(Source data begins)

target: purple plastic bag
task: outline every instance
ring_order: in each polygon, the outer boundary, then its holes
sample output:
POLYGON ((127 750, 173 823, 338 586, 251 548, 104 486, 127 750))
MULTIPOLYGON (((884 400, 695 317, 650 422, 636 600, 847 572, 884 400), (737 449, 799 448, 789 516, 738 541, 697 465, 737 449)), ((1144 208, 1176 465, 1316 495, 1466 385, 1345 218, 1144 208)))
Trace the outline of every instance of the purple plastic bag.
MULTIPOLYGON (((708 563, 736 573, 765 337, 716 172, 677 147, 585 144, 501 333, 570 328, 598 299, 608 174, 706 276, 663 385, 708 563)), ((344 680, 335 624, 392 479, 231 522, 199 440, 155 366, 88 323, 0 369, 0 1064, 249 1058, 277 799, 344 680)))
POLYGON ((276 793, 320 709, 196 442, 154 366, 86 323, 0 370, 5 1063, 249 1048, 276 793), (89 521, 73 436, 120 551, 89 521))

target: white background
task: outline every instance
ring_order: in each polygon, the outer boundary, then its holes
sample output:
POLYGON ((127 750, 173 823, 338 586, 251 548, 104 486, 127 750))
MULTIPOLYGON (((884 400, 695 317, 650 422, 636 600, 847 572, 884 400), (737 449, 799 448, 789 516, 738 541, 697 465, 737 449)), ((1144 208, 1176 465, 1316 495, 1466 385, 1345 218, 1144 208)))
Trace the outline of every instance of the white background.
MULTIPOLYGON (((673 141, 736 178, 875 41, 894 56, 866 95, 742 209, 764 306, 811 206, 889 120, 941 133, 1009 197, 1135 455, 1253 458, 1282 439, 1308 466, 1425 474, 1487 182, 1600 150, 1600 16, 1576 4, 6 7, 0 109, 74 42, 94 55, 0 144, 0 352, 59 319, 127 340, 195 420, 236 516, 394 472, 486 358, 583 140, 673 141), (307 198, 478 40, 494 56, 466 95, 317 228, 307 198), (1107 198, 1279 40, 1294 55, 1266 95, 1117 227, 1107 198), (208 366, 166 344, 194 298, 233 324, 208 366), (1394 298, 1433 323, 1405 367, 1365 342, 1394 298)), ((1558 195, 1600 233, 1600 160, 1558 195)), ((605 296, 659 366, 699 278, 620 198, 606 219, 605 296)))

(Source data ends)

- **Directions for this task**
Every record should be given again without alteration.

- **Result of this task**
target: purple plastic bag
task: outline every instance
ring_order: in each polygon, the outer boundary, then its holes
sample output:
POLYGON ((127 750, 173 823, 338 586, 251 548, 104 486, 127 750))
MULTIPOLYGON (((884 400, 695 317, 650 422, 636 600, 847 572, 884 400), (737 449, 799 448, 789 516, 738 541, 697 465, 737 449)), ((1144 208, 1176 465, 1316 495, 1466 385, 1345 218, 1144 208)))
Trace the outline of every instance of the purple plastic bag.
MULTIPOLYGON (((708 563, 736 573, 765 337, 716 172, 677 147, 585 144, 501 333, 570 328, 598 299, 608 174, 706 276, 663 385, 708 563)), ((344 680, 335 624, 392 479, 231 522, 199 440, 155 366, 88 323, 0 369, 0 1064, 249 1058, 277 799, 344 680)))
POLYGON ((276 793, 320 709, 196 442, 154 366, 86 323, 0 370, 5 1063, 249 1048, 276 793), (89 521, 73 436, 120 551, 89 521))

target: white background
task: outline every instance
ring_order: in each polygon, the outer boundary, then its holes
sample output:
POLYGON ((127 750, 173 823, 338 586, 251 548, 104 486, 127 750))
MULTIPOLYGON (((884 400, 695 317, 650 422, 636 600, 847 572, 884 400), (737 449, 799 448, 789 516, 738 541, 697 465, 737 449)), ((1144 208, 1176 465, 1316 495, 1466 385, 1345 218, 1144 208)))
Trace the outline of every instance of the white background.
MULTIPOLYGON (((673 141, 736 178, 875 41, 894 56, 866 95, 742 209, 764 306, 811 206, 889 120, 941 133, 1009 197, 1135 455, 1253 458, 1282 439, 1308 466, 1425 474, 1487 182, 1600 150, 1600 16, 1576 4, 6 7, 0 109, 74 42, 94 55, 0 144, 0 352, 59 319, 127 340, 195 420, 236 516, 394 472, 486 358, 583 140, 673 141), (307 198, 478 40, 494 56, 466 95, 317 228, 307 198), (1107 198, 1279 40, 1294 55, 1266 95, 1117 227, 1107 198), (208 366, 166 344, 194 298, 233 324, 208 366), (1394 298, 1433 323, 1405 367, 1365 342, 1394 298)), ((1558 195, 1600 233, 1600 160, 1558 195)), ((605 296, 659 366, 699 278, 620 198, 606 219, 605 296)))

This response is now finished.